_What you need to do_
Once you find a line containing the word "spiral" in the entries below, copy it.

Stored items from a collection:
---
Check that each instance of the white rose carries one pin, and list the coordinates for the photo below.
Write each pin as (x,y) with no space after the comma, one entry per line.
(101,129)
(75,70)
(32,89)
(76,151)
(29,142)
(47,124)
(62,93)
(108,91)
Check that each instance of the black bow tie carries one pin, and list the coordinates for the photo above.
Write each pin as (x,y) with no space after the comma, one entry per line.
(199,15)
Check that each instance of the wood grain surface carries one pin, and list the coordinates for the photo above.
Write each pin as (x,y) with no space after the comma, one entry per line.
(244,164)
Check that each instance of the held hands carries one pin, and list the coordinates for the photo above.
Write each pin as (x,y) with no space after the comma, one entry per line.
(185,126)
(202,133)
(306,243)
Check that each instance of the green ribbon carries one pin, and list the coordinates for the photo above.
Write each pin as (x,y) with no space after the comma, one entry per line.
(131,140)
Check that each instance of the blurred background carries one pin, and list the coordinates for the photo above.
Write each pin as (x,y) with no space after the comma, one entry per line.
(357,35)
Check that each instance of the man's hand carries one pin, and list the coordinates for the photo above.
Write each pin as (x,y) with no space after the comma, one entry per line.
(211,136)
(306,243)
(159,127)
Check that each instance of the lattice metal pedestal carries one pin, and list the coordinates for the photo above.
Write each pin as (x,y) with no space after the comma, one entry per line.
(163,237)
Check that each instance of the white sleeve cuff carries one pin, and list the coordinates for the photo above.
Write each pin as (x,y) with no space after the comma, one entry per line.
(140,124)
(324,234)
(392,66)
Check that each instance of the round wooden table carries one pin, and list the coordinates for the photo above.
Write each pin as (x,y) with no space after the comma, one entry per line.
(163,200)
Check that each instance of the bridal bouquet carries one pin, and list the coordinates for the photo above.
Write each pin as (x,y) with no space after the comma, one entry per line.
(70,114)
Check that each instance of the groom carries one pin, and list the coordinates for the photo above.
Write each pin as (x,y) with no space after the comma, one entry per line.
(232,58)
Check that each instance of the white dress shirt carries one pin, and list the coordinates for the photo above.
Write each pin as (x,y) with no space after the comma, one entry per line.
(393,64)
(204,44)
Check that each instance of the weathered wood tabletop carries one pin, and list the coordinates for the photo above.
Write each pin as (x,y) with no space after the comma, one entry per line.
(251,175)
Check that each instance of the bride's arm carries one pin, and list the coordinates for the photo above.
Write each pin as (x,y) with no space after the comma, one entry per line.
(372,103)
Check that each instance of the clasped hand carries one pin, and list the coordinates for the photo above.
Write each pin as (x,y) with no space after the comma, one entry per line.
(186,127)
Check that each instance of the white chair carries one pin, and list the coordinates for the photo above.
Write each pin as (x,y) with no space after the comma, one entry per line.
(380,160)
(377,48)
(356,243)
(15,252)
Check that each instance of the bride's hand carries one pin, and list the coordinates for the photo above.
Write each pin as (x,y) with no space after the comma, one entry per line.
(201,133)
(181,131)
---
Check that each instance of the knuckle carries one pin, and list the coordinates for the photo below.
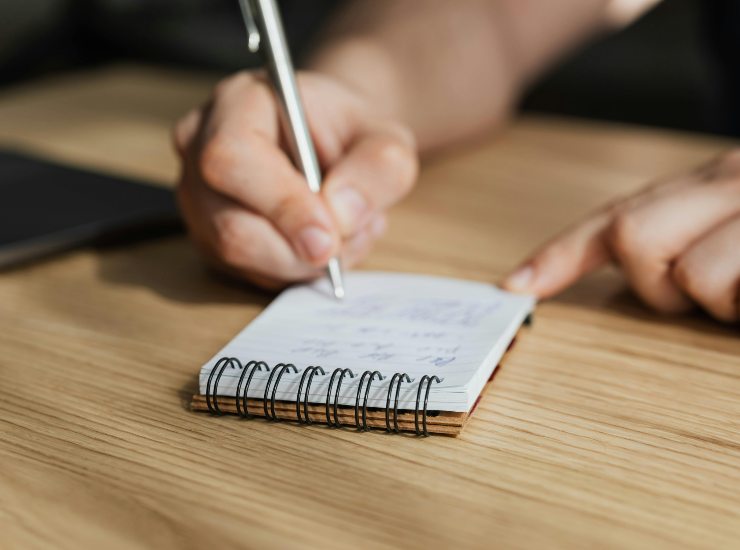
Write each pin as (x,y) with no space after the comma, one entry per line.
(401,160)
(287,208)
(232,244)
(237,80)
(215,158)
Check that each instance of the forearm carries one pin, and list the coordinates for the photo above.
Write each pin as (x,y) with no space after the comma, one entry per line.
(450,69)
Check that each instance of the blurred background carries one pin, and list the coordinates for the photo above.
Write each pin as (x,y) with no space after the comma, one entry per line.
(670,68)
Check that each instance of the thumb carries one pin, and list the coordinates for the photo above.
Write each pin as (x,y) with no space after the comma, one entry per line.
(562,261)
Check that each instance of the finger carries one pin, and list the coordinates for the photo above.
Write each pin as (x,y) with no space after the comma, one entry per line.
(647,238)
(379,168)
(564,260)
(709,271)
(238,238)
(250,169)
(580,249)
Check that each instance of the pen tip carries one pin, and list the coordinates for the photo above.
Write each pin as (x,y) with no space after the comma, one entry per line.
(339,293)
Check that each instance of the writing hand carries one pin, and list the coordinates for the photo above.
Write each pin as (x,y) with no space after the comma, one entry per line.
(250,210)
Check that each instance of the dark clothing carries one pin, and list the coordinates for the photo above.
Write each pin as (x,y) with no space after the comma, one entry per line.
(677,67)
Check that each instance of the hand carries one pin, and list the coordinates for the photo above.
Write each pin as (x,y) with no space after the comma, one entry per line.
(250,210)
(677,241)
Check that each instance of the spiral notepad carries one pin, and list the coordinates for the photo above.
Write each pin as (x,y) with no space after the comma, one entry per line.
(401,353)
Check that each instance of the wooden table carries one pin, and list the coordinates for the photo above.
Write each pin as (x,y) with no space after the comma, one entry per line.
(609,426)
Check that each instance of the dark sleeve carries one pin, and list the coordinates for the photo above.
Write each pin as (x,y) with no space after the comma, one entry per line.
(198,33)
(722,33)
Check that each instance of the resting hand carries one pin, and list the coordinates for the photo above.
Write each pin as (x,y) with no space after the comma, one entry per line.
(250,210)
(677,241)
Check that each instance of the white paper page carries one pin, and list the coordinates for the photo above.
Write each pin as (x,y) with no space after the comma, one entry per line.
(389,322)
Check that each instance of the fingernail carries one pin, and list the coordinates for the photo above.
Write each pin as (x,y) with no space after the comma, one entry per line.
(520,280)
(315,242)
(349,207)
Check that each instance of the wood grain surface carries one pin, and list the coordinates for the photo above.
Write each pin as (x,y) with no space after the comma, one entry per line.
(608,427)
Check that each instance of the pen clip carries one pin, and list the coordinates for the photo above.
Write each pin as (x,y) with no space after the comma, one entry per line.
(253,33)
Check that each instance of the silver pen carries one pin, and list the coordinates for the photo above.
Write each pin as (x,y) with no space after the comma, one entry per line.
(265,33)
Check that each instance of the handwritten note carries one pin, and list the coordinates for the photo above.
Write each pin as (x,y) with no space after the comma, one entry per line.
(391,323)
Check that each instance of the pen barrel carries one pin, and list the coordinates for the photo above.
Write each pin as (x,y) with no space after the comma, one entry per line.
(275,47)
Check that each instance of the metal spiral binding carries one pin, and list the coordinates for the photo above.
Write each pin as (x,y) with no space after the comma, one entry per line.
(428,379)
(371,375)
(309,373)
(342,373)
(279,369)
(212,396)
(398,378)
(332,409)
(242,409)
---
_Finished exercise_
Check that each instance of the spiral notepad carries one pin, and list the coordinates for the photo above.
Check that each instance of the metal spiral binding carries one pin, and list the coordinates for the photo above.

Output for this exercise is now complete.